■ Aim 1
Please transcribe the Chattanooga Locomotion article from "US women's American" to "Bank High School.".

■ Passage shown
★ ★ ★ ★ ★ ★ ★

Chattanooga Locomotion
- Founded: 2001
- League: Independent Women's Football League
- Team history: NWFA (2001–2008) IWFL (2009–2011, 2013–2014)
- Based in: Chattanooga, Tennessee
- Stadium: Red Bank High School
- Colors: Purple, red, silver, white
- President: Cheryl Jacobs
- Head coach: Steve Lewis
- Championships: 0

= Chattanooga Locomotion =

US women's American football team

The Chattanooga Locomotion was a team in the Independent Women's Football League based in Chattanooga, Tennessee. The Home games of the team were played on the campus of Red Bank High School.

From their inception in 2001 until 2008, the Locomotion played in the National Women's Football Association.

★ ★ ★ ★ ★ ★ ★

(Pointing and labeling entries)
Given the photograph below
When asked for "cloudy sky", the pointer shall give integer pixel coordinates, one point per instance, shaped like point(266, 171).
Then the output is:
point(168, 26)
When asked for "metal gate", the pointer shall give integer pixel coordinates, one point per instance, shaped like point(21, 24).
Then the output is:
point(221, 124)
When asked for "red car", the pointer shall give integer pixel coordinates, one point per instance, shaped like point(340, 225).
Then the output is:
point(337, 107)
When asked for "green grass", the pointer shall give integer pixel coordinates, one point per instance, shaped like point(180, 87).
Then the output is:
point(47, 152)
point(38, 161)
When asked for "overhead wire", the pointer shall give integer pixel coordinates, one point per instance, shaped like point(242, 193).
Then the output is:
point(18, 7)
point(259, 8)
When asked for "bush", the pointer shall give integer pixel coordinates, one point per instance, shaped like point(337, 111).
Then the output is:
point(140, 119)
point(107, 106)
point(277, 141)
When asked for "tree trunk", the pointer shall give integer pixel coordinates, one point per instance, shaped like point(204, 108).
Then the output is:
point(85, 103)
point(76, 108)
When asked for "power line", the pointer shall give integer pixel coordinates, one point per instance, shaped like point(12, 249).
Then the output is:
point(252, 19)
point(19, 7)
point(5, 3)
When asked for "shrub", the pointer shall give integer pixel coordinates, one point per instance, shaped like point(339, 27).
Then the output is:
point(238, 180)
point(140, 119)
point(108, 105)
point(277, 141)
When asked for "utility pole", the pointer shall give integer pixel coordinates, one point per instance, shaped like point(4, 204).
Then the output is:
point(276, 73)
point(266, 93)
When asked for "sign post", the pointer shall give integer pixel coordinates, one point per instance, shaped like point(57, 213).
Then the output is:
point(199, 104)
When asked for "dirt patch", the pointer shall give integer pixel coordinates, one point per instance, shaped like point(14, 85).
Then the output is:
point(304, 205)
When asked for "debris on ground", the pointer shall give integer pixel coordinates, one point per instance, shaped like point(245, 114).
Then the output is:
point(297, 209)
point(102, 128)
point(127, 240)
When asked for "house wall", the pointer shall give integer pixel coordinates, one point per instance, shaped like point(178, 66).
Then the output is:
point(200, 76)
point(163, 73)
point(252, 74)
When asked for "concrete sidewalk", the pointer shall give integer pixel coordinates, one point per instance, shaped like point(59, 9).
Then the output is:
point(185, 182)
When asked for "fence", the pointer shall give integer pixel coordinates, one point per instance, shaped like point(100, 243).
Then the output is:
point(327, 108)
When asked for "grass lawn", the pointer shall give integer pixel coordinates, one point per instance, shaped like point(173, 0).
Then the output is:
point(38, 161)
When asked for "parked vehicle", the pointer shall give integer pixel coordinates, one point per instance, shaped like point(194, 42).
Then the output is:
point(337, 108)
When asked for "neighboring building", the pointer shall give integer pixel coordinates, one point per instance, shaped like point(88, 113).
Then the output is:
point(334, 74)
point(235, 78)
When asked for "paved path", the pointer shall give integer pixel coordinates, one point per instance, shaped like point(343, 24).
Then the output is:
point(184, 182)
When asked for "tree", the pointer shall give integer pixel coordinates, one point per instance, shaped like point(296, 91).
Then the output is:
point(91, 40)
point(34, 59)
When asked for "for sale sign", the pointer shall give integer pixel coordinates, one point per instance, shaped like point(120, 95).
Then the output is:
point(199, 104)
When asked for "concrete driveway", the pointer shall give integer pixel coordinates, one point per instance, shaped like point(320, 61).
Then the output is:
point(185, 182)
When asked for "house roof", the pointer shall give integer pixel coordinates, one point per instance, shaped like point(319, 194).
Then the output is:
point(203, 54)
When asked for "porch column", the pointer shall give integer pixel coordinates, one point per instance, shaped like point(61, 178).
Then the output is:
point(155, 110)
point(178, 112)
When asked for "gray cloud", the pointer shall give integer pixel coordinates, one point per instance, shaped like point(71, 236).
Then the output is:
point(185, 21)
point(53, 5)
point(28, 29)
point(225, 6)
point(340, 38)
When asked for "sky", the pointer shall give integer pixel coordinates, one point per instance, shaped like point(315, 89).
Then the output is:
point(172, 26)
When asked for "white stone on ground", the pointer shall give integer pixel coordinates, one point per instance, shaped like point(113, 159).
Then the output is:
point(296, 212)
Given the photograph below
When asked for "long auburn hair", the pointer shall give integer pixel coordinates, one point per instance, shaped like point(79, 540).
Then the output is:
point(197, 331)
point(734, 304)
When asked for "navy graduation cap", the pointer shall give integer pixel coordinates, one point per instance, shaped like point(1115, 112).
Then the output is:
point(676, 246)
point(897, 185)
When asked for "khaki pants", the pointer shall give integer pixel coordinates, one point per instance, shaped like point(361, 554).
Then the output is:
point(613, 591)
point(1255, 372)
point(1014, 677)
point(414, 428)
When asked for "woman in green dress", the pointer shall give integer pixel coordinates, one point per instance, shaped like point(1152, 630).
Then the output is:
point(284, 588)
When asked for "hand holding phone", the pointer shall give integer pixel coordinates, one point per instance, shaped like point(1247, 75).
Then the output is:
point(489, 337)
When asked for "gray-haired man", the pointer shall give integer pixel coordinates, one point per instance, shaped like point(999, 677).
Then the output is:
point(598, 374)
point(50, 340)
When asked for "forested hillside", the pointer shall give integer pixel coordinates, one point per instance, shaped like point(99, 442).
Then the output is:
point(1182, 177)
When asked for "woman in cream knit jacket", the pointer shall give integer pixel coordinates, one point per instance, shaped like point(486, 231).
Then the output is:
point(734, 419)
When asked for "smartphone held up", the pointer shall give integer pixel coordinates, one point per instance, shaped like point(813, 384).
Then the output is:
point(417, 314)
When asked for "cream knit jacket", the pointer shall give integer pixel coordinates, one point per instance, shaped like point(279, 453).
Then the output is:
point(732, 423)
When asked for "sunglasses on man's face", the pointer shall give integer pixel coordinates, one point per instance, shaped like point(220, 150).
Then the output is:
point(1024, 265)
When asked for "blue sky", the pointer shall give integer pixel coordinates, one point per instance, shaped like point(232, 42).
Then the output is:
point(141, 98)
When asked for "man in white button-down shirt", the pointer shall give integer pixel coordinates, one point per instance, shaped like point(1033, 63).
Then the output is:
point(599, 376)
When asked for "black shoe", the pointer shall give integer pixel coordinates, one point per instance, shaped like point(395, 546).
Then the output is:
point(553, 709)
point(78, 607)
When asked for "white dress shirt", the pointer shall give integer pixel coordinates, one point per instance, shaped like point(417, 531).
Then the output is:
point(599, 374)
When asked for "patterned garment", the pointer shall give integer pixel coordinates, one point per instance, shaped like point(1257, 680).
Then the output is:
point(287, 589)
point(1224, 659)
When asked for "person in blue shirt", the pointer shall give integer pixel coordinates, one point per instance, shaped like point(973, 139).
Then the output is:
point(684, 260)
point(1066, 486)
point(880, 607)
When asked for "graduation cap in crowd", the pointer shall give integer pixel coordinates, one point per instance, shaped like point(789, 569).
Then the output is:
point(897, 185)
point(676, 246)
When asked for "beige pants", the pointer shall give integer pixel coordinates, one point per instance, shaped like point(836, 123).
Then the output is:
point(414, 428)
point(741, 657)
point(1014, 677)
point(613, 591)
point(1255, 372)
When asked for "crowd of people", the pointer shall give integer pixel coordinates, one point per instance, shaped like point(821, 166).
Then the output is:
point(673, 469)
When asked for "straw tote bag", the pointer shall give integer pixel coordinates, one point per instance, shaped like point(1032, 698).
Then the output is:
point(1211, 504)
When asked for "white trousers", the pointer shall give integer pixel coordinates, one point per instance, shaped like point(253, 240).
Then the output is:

★ ★ ★ ★ ★ ★ ★

■ Aim 2
In the listing, rewrite the lines from the line with "like point(180, 87)." to the line with "point(252, 74)", changing "integer pixel coordinates" to "whole-number pixel coordinates" and leaving everything else as it is.

■ Expected output 1
US women's American football team

The Chattanooga Locomotion was a team in the Independent Women's Football League based in Chattanooga, Tennessee. The Home games of the team were played on the campus of Red Bank High School.

■ Expected output 2
When asked for "green grass", the pointer shall give whole-number pixel coordinates, one point per instance, shaped like point(180, 87).
Then the output is:
point(47, 152)
point(38, 161)
When asked for "overhead wire", the pointer shall give whole-number pixel coordinates, one point per instance, shaped like point(242, 193).
Then the output is:
point(18, 7)
point(259, 8)
When asked for "bush", the pointer shall give whole-number pixel coordinates, one point per instance, shaped like point(337, 111).
Then the output is:
point(140, 119)
point(107, 106)
point(277, 141)
When asked for "tree trunk", the pointer shall give whole-number pixel coordinates, one point per instance, shaped like point(204, 108).
Then the output is:
point(85, 103)
point(76, 108)
When asked for "power line", the pointer shall give whole-number pixel coordinates, one point per instance, shaped like point(12, 249).
Then the output is:
point(252, 19)
point(19, 7)
point(5, 3)
When asked for "shrub", the pointer shall give whole-number pixel coordinates, one point per instance, shaped like point(339, 27).
Then the output is:
point(238, 180)
point(140, 119)
point(108, 105)
point(277, 141)
When asked for "utility pole", the pointer shall give whole-number pixel coordinates, one point per instance, shaped like point(4, 204).
Then the output is:
point(276, 73)
point(266, 93)
When asked for "sign post", the pointer shall give whole-number pixel coordinates, one point per instance, shaped like point(57, 213).
Then the output is:
point(199, 104)
When asked for "dirt patch", the pointer shall give whole-number pixel coordinates, one point per instance, shaped like point(14, 85).
Then the output is:
point(304, 205)
When asked for "debris on ground", the pointer shall give whole-number pixel coordinates, one point per instance, shaped like point(245, 114).
Then the output is:
point(297, 209)
point(102, 128)
point(127, 240)
When asked for "house wall", the pointer shall give whole-number pixel coordinates, one point per instance, shaped like point(178, 66).
Then the output is:
point(200, 76)
point(163, 73)
point(252, 74)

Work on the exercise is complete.